> **SUPPLIED TEXT**
HIGHLIGHTS OF THE WEEK
- Financial markets optimism faded this week as economic data continued to show the severe damage caused by COVID-19 and social distancing protocols.
- Closures of non-essential businesses all around the country, coupled with mounting job losses, resulted in retail sales plummeting by 16.4% in April, a record drop. Consumer prices responded accordingly, declining by 0.8% on the month.
- As states reopen, the economy will improve, but, as Chairman Powell noted in a speech this week, it will take time. Hopefully, April is the lowest point during this crisis.
Pandemic Wipes Out Nearly All Job Gains Of Past Decade
Equity markets took it on the chin this week as last week’s optimism faded. Investors continue to digest the extent of the damage COVID-19 and social distancing protocols are having on the economy. At the time of writing, markets were down 3% from close last week.
The impact of COVID-19 was on full display in economic data released this week. Retail sales plummeted by 16.4%, a decline never seen before in the history of the series. The extraordinary drop took retail sales to 2012 levels in April, wiping out 8 years of gains (Chart 1). Closures of non-essential businesses all around the country coupled with price declines and mounting job losses explain the sharp drop in sales in the month.
With respect to prices, the consumer price index (CPI) showed prices in April fell by 0.8% month-on-month, the largest monthly decline since December 2008. While the collapse in gasoline prices (-20.6%) was the main driver, prices also retreated in areas most affected by COVID-19: motor vehicle insurance, airline fares, and apparel. Core CPI inflation was 1.4% in year-over-year terms, down from 2.1% in March.
Given all the economic turmoil, business sentiment also worsened as the NFIB small business optimism index fell by 5.5 points to 90.9 in April. Small businesses grew more pessimistic across nearly all sub-indices. Interestingly, however, there was a large increase in the percentage of firms expecting the economy to improve in the next six months (April: 29%; March: 5%), coinciding with the news that states are gradually re-opening their economies. But, gradual restarts of state economies do not mean economic activity will rapidly return to normal.

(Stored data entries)
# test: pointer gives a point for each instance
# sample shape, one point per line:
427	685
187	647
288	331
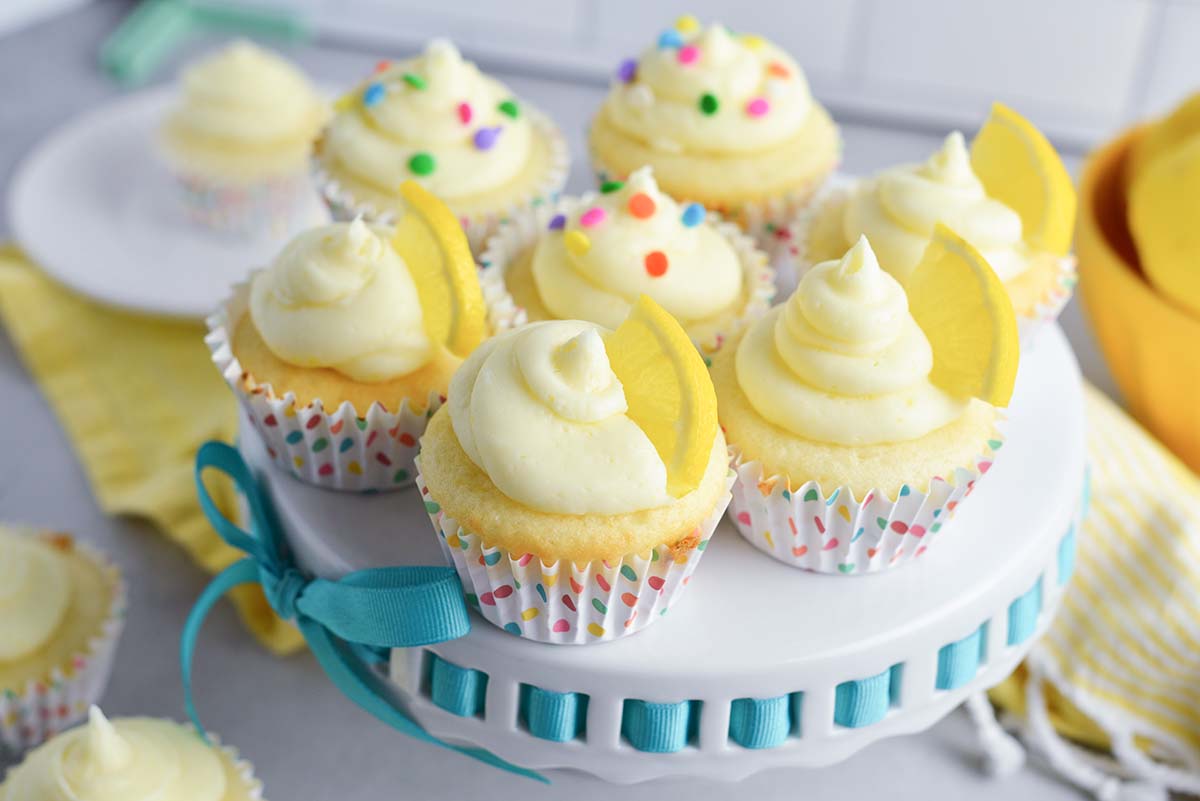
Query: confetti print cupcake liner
33	714
799	260
342	449
563	602
520	233
839	535
478	227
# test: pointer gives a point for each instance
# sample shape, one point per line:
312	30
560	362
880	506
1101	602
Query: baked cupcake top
436	119
843	361
898	209
244	97
341	296
130	759
706	89
634	240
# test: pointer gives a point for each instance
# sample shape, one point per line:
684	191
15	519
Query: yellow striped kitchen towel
1120	666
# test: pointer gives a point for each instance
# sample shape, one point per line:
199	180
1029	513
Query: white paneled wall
1079	67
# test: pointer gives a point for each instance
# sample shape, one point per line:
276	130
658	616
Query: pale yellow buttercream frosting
436	119
843	361
595	262
541	413
341	296
898	209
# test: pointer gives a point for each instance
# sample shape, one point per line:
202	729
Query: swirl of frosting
436	119
35	594
636	242
709	90
130	759
245	94
899	208
541	413
340	296
843	361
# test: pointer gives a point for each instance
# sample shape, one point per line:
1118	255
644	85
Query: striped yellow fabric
1123	651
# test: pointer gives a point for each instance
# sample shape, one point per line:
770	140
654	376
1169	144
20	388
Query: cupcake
342	348
591	258
859	417
132	759
576	474
240	139
61	612
1009	197
438	120
725	119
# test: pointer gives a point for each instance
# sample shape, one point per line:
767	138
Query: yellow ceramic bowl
1151	345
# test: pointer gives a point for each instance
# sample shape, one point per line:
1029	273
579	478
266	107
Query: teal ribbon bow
345	621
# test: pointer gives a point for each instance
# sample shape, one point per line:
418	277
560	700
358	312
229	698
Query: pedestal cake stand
760	664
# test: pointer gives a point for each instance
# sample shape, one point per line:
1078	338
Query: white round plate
97	211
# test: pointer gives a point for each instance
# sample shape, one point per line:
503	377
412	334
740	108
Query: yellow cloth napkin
137	396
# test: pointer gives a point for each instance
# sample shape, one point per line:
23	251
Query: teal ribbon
346	621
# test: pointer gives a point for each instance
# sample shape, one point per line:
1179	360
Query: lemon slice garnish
435	248
1021	169
669	391
967	317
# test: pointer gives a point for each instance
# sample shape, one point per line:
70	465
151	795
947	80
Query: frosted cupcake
725	119
343	347
131	759
61	612
576	474
857	423
240	139
1018	212
591	258
438	120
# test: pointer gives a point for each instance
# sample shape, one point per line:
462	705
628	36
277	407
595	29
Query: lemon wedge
961	306
669	391
435	248
1163	222
1021	169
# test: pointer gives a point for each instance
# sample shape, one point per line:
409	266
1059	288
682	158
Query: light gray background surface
309	742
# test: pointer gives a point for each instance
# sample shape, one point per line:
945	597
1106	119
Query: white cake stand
901	648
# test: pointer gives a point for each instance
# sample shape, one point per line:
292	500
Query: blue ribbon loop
347	622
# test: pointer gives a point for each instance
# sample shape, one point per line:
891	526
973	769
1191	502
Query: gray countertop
307	741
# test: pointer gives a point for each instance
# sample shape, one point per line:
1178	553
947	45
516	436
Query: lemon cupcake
131	759
591	258
725	119
345	345
1011	197
576	474
240	139
859	419
61	612
438	120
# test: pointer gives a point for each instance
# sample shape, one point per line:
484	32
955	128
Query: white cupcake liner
345	449
838	534
563	602
517	234
478	227
799	260
33	714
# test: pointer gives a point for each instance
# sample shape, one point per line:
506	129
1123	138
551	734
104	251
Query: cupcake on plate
858	416
342	348
240	138
591	258
132	759
438	120
725	119
575	475
61	612
1009	197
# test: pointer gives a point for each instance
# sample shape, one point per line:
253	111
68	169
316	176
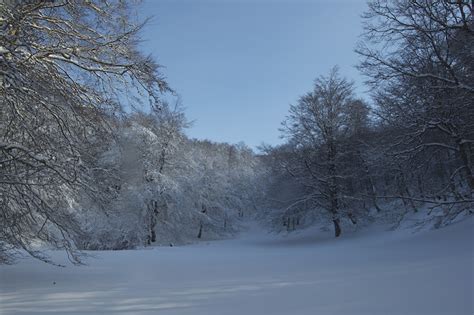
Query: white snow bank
371	272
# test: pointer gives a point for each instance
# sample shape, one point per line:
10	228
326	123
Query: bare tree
418	56
64	65
317	128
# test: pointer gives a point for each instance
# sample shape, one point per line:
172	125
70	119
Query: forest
94	153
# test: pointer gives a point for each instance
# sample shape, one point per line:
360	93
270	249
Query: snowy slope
371	272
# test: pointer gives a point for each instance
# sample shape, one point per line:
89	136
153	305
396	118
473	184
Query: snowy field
373	272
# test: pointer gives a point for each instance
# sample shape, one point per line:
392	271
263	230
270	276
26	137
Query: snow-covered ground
370	272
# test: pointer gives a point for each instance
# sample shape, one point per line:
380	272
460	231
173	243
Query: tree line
411	148
94	155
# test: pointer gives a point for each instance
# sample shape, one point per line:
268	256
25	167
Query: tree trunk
337	227
465	152
200	231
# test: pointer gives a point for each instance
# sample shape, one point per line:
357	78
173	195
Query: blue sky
238	64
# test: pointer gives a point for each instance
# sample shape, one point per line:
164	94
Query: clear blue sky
238	64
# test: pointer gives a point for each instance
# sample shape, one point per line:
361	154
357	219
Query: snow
374	271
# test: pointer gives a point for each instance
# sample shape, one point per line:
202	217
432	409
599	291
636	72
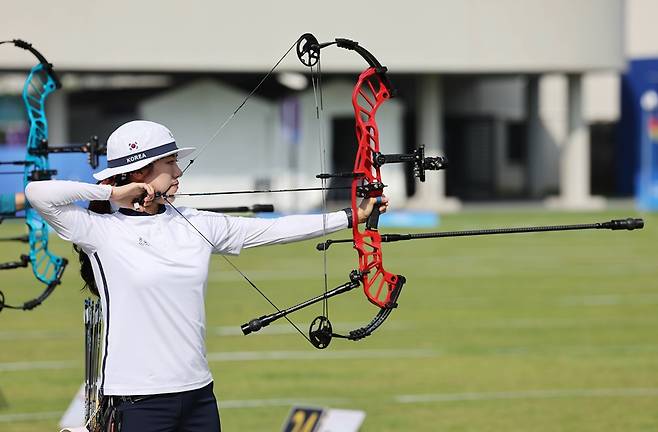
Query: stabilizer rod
615	225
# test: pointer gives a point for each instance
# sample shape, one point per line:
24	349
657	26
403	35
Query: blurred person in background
150	268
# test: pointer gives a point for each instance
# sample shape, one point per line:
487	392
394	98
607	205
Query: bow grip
372	222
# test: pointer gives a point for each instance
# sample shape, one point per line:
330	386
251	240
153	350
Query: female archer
150	269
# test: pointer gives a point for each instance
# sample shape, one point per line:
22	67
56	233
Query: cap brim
109	172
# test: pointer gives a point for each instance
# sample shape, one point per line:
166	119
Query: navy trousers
190	411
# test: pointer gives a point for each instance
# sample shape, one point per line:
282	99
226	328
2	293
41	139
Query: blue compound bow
47	267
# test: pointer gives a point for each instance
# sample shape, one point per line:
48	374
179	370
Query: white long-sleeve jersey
151	272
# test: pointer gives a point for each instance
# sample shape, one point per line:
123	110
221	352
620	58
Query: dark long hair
100	207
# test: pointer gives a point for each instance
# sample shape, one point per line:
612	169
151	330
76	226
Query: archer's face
164	175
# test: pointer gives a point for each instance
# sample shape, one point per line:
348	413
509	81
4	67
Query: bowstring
233	114
198	153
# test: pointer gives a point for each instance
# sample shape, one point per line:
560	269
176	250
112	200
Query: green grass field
530	332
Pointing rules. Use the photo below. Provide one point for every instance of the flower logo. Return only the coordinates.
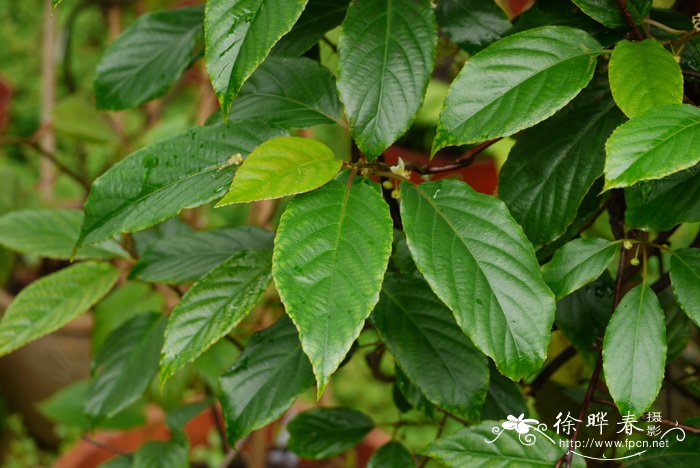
(519, 424)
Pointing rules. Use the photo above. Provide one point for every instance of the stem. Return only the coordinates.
(634, 30)
(595, 377)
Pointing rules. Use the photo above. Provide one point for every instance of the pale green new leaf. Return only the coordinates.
(385, 57)
(608, 13)
(157, 182)
(644, 75)
(289, 93)
(331, 251)
(239, 35)
(325, 432)
(51, 302)
(473, 24)
(125, 365)
(685, 277)
(430, 348)
(553, 166)
(265, 380)
(212, 307)
(281, 167)
(578, 263)
(147, 58)
(51, 233)
(480, 264)
(188, 257)
(634, 351)
(530, 76)
(482, 446)
(391, 455)
(663, 141)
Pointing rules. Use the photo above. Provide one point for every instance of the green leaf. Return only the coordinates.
(51, 233)
(504, 398)
(634, 351)
(552, 167)
(385, 57)
(661, 142)
(239, 35)
(157, 182)
(212, 307)
(66, 407)
(325, 432)
(583, 315)
(685, 277)
(578, 263)
(319, 17)
(520, 70)
(281, 167)
(147, 58)
(480, 264)
(473, 24)
(430, 348)
(125, 365)
(331, 251)
(471, 447)
(289, 93)
(187, 257)
(608, 13)
(265, 380)
(173, 453)
(391, 455)
(644, 75)
(658, 205)
(53, 301)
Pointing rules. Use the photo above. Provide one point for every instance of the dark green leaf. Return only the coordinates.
(239, 35)
(504, 398)
(386, 56)
(578, 263)
(608, 13)
(471, 447)
(319, 17)
(289, 93)
(324, 432)
(520, 70)
(553, 165)
(147, 58)
(634, 351)
(473, 24)
(280, 167)
(583, 315)
(331, 251)
(478, 261)
(187, 257)
(265, 380)
(53, 301)
(391, 455)
(213, 306)
(644, 75)
(685, 277)
(51, 233)
(430, 348)
(658, 205)
(125, 365)
(663, 141)
(156, 182)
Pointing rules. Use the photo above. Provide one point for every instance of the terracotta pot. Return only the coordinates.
(38, 370)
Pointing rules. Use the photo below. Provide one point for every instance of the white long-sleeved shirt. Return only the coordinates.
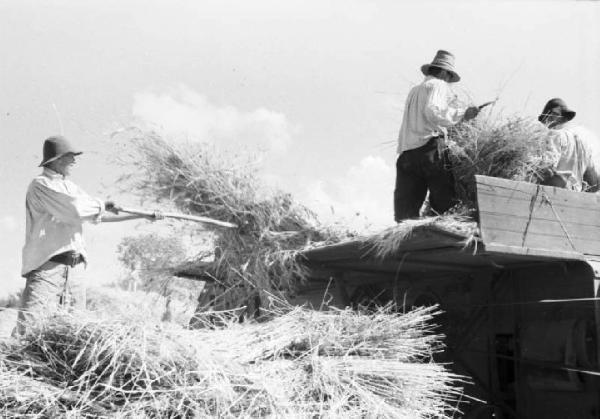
(429, 110)
(55, 211)
(578, 150)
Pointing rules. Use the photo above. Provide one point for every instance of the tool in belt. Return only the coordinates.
(71, 259)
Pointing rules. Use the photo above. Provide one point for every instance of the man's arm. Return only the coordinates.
(65, 207)
(113, 218)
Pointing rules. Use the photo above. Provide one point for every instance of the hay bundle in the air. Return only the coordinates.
(197, 178)
(303, 364)
(514, 148)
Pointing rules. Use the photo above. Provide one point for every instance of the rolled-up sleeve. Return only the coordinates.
(65, 207)
(438, 111)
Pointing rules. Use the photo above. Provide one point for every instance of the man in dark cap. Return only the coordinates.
(430, 109)
(54, 255)
(577, 149)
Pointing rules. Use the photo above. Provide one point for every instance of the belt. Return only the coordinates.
(430, 145)
(68, 258)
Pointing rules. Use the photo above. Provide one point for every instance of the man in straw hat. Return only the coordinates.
(430, 109)
(54, 255)
(577, 149)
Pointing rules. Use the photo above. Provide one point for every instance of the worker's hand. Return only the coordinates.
(471, 113)
(156, 215)
(111, 207)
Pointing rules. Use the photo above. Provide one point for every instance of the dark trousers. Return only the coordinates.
(417, 171)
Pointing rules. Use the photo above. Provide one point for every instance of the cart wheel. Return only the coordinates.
(371, 297)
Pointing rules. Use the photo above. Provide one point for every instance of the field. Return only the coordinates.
(298, 363)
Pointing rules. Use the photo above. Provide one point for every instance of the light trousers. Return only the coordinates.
(50, 288)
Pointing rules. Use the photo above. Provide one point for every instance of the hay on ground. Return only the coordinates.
(302, 364)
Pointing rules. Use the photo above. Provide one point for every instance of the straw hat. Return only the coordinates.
(556, 105)
(55, 147)
(445, 61)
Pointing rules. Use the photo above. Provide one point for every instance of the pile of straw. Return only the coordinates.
(258, 256)
(515, 148)
(388, 241)
(301, 364)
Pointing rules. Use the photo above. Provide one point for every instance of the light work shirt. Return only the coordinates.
(55, 211)
(430, 108)
(578, 153)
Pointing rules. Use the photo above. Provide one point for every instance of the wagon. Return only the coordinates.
(517, 290)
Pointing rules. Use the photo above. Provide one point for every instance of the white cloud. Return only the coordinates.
(185, 113)
(362, 197)
(8, 224)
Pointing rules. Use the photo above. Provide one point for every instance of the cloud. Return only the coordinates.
(8, 224)
(185, 113)
(361, 197)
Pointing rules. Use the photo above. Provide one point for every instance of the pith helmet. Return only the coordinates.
(56, 147)
(556, 105)
(445, 61)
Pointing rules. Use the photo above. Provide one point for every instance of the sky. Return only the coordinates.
(316, 87)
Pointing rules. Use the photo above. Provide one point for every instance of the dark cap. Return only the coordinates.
(559, 107)
(55, 147)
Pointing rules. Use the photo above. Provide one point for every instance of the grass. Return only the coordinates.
(513, 148)
(300, 364)
(258, 257)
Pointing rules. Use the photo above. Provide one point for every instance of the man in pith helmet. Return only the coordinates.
(54, 255)
(577, 149)
(430, 109)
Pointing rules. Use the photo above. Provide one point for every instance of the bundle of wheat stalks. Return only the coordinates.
(197, 178)
(301, 364)
(513, 148)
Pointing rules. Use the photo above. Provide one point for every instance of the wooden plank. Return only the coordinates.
(527, 219)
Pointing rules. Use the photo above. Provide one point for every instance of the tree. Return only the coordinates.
(149, 259)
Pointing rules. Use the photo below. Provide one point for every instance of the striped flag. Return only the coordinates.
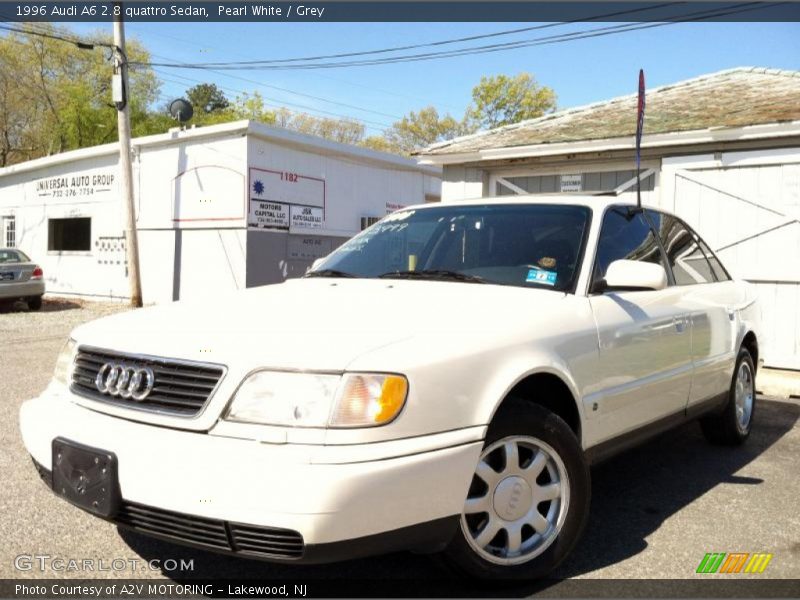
(640, 119)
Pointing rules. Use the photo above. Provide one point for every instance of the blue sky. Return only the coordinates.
(579, 71)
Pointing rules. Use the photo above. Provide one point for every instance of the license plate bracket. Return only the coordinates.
(87, 477)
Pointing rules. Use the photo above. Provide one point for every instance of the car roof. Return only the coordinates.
(597, 201)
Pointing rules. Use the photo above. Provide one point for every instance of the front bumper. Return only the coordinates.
(342, 510)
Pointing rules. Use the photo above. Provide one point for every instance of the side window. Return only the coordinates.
(719, 271)
(626, 236)
(687, 261)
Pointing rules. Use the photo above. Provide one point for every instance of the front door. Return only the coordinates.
(644, 337)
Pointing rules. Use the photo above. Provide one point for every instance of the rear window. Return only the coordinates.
(12, 256)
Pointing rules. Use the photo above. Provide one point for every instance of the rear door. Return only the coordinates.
(644, 372)
(710, 298)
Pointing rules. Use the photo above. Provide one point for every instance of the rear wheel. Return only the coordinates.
(528, 500)
(732, 425)
(35, 302)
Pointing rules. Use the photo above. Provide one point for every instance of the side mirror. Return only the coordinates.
(630, 276)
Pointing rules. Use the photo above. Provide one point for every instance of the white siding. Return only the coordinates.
(746, 205)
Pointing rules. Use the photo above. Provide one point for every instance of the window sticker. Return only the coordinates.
(541, 276)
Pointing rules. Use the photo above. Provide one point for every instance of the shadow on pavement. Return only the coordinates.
(632, 494)
(48, 305)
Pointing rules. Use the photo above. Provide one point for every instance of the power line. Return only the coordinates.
(440, 42)
(561, 38)
(83, 45)
(279, 103)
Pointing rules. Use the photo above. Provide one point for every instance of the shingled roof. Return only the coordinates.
(732, 98)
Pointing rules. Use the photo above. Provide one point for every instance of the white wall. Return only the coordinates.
(747, 207)
(100, 271)
(191, 197)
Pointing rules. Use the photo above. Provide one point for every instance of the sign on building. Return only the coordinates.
(285, 200)
(572, 183)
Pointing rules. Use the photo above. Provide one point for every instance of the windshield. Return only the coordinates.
(12, 256)
(526, 245)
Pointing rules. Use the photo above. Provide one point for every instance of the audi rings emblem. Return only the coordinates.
(125, 381)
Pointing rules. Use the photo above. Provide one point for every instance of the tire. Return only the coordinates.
(732, 425)
(542, 443)
(34, 302)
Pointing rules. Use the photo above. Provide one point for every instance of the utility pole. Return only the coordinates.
(120, 87)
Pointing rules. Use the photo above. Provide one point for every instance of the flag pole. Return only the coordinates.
(639, 130)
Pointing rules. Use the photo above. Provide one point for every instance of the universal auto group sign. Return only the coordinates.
(74, 185)
(284, 200)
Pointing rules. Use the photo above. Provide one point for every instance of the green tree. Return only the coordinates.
(207, 98)
(501, 100)
(57, 97)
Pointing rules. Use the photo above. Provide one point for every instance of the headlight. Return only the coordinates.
(63, 370)
(318, 400)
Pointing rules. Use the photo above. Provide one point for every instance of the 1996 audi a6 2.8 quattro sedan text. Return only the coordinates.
(441, 382)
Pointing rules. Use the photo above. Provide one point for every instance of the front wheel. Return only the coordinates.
(732, 425)
(529, 497)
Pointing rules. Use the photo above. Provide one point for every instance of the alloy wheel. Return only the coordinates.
(743, 396)
(517, 502)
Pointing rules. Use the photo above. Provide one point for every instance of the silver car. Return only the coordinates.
(20, 279)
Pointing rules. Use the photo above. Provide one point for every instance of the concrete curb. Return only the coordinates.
(778, 383)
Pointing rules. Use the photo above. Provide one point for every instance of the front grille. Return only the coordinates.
(181, 388)
(266, 541)
(214, 534)
(186, 528)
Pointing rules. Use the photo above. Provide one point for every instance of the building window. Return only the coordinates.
(10, 231)
(605, 181)
(69, 235)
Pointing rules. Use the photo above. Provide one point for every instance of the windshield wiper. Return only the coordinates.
(434, 275)
(329, 273)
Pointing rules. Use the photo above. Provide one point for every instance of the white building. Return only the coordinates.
(217, 208)
(722, 151)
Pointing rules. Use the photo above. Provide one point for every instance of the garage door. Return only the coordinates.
(750, 214)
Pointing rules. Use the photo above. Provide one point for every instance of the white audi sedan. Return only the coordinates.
(441, 382)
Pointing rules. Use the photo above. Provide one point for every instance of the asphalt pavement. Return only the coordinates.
(656, 510)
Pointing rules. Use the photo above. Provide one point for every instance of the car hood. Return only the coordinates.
(313, 324)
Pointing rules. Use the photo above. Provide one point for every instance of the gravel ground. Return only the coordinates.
(655, 511)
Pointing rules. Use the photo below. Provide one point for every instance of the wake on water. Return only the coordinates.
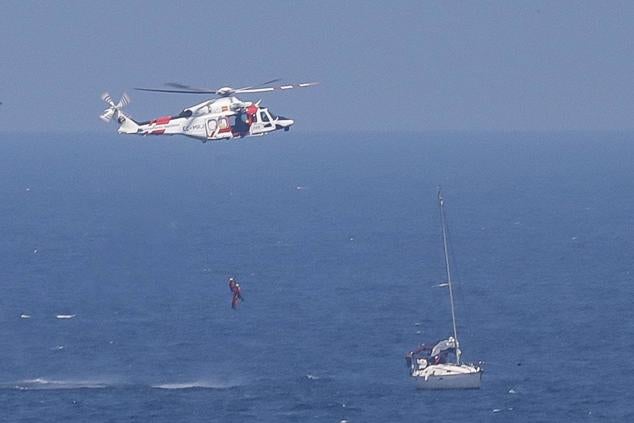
(51, 384)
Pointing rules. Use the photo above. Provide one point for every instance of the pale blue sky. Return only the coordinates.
(412, 65)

> **TASK STATEMENT**
Continue the weekly economic commentary on the pandemic's effect on markets, sales, prices and sentiment, starting after its last sentence.

> **ANSWER BOX**
This was the sentiment expressed by Federal Reserve Chairman Jerome Powell in a speech on Thursday. Chairman Powell said words couldn’t describe the damage this has done to households, especially for those at the lower-end of the income spectrum. As we have written in an earlier report, the poorest households are bearing the biggest economic burden of COVID-19. Quoting results of a Fed survey released yesterday, Chairman Powell noted that almost 40% of households making less than $40,000 a year had a member lose a job in March.
The aforementioned Fed survey also included slivers of hope for a sturdier economic recovery. Nine in ten people who lost a job said that their employer indicated that they would return to their job at some point, indicating that programs such as the Paycheck Protection Program are working.
April might be the lowest point for the U.S. economy. A gradual relaxation of social distancing protocols should see activity improve. China, the country furthest ahead in the battle against COVID-19, saw industrial production and investment bounce back into positive territory for the first time this year in April (Chart 2). If this is any indication for the future path of the U.S. economy, a recovery is coming, hopefully sooner rather than later.